• **Problem to work on**: Output every line of the material below verbatim, leaving out the pictures.

• **Data listing**:
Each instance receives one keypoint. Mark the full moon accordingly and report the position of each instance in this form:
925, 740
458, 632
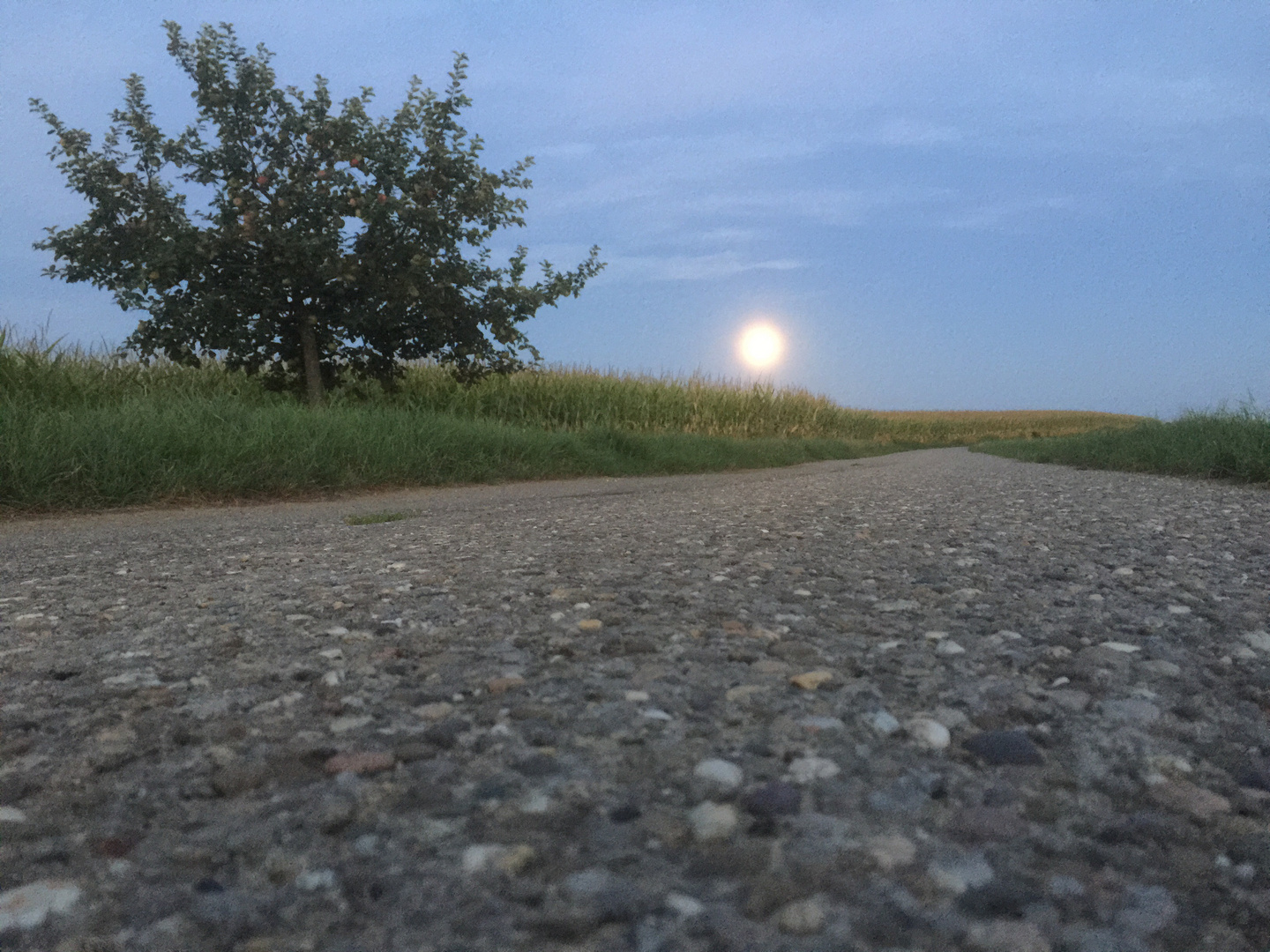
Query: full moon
761, 346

• **Response to the exercise**:
Each instance receives one keypoint. Mark the full moon accordingly and report the position of each instance in this form:
925, 740
458, 632
Query: full moon
761, 346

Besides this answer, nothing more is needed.